MATERIAL PROVIDED →

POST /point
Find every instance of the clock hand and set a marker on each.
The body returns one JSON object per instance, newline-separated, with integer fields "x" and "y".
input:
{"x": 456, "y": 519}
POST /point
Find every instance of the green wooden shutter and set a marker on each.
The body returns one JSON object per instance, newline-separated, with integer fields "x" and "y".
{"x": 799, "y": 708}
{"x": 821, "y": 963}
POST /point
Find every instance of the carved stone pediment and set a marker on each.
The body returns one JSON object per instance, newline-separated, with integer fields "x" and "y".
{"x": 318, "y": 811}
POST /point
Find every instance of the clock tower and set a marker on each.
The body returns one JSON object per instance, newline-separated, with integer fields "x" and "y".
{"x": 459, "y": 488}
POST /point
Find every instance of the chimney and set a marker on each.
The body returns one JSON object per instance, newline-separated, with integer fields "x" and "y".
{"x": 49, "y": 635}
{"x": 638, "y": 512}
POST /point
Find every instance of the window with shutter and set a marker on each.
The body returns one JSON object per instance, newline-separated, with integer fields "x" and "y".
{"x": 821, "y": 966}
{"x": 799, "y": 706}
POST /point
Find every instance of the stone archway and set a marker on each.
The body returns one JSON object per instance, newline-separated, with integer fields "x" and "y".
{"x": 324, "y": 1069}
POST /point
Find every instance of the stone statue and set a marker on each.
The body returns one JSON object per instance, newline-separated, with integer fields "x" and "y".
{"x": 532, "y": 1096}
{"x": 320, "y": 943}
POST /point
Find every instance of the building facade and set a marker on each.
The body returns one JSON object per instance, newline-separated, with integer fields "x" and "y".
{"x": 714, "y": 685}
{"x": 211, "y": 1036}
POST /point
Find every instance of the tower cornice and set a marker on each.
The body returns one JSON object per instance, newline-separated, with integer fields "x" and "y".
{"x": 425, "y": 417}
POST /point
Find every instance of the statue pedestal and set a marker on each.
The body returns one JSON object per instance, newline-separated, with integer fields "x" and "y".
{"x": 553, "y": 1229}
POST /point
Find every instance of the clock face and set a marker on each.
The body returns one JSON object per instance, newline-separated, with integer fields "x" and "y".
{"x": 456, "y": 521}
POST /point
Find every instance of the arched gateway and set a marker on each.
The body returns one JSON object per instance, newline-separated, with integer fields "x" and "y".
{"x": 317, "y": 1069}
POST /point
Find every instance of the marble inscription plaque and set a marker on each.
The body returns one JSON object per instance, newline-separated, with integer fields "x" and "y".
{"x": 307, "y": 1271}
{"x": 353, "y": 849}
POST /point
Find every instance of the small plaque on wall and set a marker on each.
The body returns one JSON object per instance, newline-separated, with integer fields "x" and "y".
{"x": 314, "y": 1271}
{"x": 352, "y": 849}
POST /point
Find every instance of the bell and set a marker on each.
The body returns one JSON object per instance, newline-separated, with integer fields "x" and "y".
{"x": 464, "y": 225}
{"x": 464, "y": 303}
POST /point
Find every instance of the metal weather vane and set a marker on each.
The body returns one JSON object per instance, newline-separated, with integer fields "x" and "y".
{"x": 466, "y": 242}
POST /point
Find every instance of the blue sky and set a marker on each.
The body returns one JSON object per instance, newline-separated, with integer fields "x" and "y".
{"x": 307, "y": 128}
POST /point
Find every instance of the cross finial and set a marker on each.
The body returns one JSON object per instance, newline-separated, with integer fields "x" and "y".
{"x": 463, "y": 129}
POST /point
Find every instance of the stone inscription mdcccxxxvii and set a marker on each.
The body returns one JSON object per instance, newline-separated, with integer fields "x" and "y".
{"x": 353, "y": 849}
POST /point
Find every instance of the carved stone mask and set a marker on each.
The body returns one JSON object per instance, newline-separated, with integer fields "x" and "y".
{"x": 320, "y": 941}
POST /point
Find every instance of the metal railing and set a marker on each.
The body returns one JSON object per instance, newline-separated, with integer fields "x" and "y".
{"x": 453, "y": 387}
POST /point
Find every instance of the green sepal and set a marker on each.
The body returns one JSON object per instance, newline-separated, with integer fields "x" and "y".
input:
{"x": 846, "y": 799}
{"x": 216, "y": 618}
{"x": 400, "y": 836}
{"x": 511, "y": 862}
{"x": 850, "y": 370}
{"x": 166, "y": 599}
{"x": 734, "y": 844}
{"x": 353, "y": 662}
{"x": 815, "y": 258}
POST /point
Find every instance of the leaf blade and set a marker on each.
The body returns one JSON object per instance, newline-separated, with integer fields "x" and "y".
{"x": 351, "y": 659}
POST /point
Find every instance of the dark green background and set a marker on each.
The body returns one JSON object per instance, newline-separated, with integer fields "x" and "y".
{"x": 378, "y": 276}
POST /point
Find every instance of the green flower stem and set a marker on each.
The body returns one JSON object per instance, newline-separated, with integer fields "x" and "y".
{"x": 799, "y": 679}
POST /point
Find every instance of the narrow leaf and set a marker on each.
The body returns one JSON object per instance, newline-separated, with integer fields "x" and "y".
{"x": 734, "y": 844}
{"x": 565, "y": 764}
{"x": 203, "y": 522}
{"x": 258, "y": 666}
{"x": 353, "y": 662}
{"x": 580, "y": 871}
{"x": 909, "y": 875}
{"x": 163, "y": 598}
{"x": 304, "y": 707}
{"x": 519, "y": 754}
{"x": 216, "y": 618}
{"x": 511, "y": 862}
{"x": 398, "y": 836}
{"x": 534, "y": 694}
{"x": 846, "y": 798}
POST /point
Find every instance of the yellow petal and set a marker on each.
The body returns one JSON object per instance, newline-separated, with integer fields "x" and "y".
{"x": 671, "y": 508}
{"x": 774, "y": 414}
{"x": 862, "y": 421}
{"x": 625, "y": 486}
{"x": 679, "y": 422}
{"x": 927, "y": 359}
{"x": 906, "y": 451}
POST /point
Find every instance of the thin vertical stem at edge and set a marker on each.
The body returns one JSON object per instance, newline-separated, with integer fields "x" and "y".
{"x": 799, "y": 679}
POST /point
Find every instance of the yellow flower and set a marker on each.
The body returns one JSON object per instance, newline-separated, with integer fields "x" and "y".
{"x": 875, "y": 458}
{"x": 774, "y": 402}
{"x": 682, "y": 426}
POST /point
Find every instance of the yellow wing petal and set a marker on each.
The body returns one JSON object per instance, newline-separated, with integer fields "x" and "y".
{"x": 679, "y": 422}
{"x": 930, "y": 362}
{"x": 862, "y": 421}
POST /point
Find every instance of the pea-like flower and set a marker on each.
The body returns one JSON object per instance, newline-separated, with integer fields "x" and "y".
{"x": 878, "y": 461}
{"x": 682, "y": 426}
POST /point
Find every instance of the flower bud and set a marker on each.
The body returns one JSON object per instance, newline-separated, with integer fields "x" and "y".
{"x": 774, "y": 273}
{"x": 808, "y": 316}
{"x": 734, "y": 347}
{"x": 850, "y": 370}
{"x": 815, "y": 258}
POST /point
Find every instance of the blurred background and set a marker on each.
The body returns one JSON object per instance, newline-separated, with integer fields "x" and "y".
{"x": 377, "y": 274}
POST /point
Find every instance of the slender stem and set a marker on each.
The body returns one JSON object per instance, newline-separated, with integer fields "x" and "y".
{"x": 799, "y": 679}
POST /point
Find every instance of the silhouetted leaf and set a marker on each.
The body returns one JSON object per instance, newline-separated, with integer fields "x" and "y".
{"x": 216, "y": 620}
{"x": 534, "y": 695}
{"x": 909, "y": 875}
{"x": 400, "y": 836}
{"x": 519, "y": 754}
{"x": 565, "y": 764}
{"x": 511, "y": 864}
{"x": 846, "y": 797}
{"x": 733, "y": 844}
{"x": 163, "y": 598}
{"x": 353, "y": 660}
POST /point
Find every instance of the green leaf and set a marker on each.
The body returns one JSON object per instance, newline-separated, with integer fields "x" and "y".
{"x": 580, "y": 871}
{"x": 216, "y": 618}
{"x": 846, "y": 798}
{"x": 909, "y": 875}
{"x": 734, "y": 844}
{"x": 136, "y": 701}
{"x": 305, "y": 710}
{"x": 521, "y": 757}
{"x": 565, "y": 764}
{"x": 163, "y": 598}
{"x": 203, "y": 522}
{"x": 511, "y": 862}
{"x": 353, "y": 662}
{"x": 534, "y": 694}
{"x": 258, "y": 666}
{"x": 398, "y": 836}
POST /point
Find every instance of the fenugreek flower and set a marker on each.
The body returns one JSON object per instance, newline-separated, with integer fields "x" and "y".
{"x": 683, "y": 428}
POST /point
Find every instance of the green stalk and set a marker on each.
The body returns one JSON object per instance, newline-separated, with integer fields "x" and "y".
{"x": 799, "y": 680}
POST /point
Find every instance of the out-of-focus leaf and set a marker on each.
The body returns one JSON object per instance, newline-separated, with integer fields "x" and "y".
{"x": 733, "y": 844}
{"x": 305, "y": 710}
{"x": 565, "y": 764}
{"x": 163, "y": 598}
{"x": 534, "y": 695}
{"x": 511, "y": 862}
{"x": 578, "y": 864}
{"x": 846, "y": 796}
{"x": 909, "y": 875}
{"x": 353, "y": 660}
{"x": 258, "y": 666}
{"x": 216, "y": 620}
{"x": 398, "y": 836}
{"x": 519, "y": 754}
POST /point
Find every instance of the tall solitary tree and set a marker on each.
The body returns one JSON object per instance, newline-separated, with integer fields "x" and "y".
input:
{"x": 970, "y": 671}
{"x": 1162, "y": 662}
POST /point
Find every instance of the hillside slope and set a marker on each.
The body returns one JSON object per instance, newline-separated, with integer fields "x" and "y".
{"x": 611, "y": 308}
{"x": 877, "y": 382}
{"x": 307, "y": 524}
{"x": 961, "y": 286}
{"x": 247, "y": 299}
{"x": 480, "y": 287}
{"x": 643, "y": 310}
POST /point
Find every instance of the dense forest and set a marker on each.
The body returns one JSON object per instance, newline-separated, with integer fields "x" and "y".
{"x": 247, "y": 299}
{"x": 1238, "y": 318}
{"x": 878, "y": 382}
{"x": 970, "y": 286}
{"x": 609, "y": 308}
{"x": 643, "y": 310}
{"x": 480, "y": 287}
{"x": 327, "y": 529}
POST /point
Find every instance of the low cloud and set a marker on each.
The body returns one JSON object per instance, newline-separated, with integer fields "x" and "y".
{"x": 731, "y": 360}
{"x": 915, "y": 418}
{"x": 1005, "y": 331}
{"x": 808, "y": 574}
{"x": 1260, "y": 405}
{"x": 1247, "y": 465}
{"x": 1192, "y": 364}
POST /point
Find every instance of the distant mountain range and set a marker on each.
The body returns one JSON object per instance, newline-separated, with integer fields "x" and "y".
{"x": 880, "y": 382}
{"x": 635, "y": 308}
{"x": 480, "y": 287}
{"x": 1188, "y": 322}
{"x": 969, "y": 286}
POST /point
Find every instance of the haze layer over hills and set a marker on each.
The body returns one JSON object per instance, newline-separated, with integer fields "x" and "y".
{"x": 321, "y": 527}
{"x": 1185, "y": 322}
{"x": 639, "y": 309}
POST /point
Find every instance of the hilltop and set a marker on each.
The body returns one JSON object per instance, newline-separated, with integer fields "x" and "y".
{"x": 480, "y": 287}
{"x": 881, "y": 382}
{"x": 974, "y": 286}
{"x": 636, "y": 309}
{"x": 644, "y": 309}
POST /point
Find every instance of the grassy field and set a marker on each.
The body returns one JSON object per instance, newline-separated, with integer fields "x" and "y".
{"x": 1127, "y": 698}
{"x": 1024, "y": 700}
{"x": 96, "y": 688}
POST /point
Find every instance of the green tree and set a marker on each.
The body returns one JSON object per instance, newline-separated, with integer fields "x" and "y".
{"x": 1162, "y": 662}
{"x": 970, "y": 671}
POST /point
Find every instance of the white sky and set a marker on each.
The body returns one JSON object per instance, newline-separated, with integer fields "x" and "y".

SET EXERCISE → Please extract every line in the rows above that contains the string "leaf", treating uppercase and lowercase letters as different.

RIGHT ANSWER →
Find every instance of the leaf blade and set a marker on each.
Find every instance of the narrow leaf and set a marker on each.
Find every instance of the silhouetted leaf and set a marker on each.
Find every instance of the green leaf and set a marker on each.
Find every instance of the out-of-focus leaf and set a marker on each.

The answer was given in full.